School, home?

In addition to what has been pointed out upthread, not every kid learns in the same manner or at the same rate. I was a pretty bright elementary student who got some special attention to learn things that I didn’t catch onto right off.

Another thing that group learning teaches is time management. In my current position, I have some dealings with entry level working class young people. The ones who were home schooled are a cinch to pick out by their work habits. Time management and following set process tend to be the issues. Where teachers didn’t cut much slack with either, Mom/Dad would in their world.

Slight hijack: Am I the only person who had it better in middle school than in elementary or high school? :confused:

Back to thread: I think on line education is a better supplement to classroom work than it is a substitute.

We should change the model. A lot of the group instruction can be done with technology at an individualized pace leaving teachers more time for one on one or small group instruction. It’s just going to take time to get past the tradition of school room education that is based on nothing but practical considerations that no longer are constraints.

I’m a big technology nerd, but grew up in the days before desktop computers and then handheld computers were common and tend to think that education is best done the old-fashioned way, with very little technology.

Why? I don’t think it should be all computers, but why can’t interactive technology be used, along with non-interactive presentations just like the movies and film strips I saw at school in the 60s? Why does a class of students all born in the same year have to learn everything all at the same time? Why shouldn’t teachers concentrate on the activities that can’t be replaced with technology and allowing their time to be more suited to individual students instead of a large class?

From what little I’ve seen as a non-parent, kids can easily get distracted and sidetracked by computers, smartphones and so forth.

You’re leaping to the conclusion that education itself is a desirable thing.

Universal public schooling was created in America for the purposes of indoctrinating children with the party line, to make sure they all grow up to blindly subscribe to the political, economic and social paradigms that would continue to favor those in power.

● **Information supplied**:
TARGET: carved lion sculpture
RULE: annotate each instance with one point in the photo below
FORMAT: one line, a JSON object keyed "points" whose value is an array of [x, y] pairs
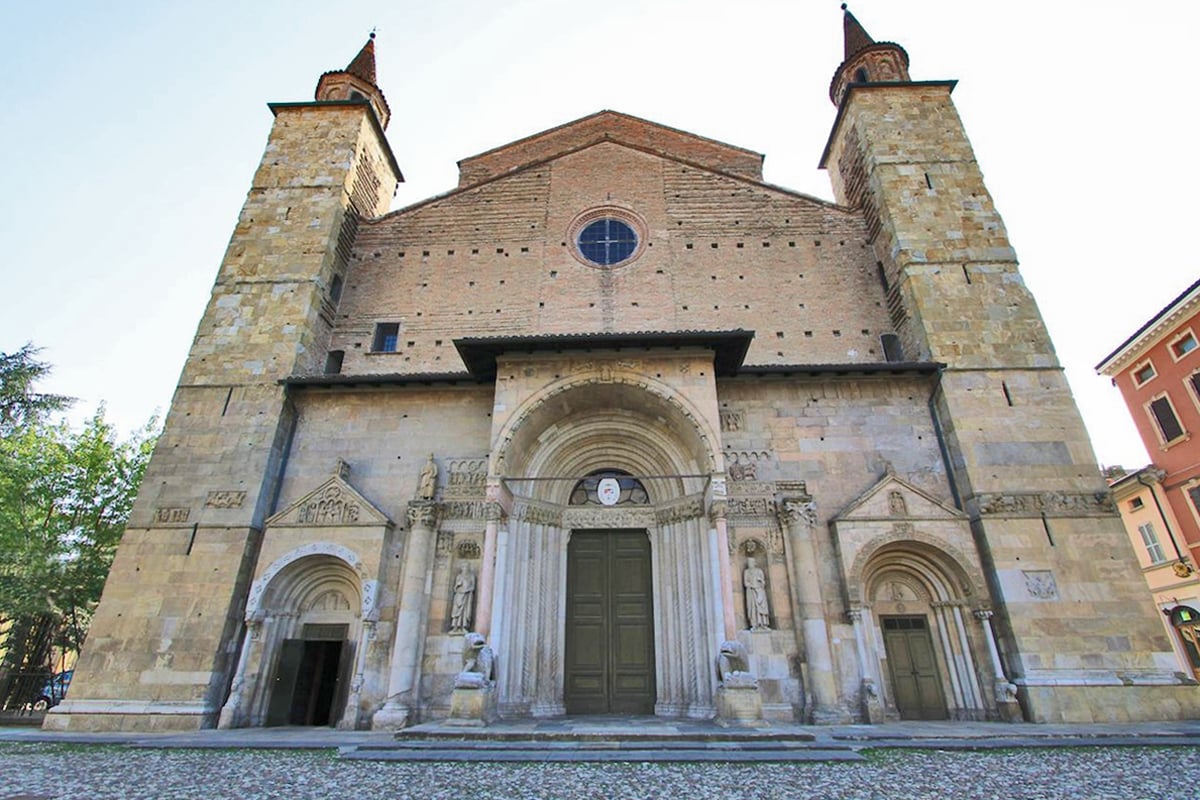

● **What is asked**:
• A. Write out, word for word, the part of the schooling discussion that opens with the words containing "School, home?" and closes with "onto right off.".
• B. According to the schooling discussion, why are the home-schooled entry-level workers easy to pick out? Answer in one to three sentences.

● **Written responses**:
• A.
School, home?

In addition to what has been pointed out upthread, not every kid learns in the same manner or at the same rate. I was a pretty bright elementary student who got some special attention to learn things that I didn’t catch onto right off.

• B. Their work habits give them away, especially in time management and in following a set process. Teachers didn't cut much slack on either of those, but in a home-schooled kid's world, Mom or Dad would.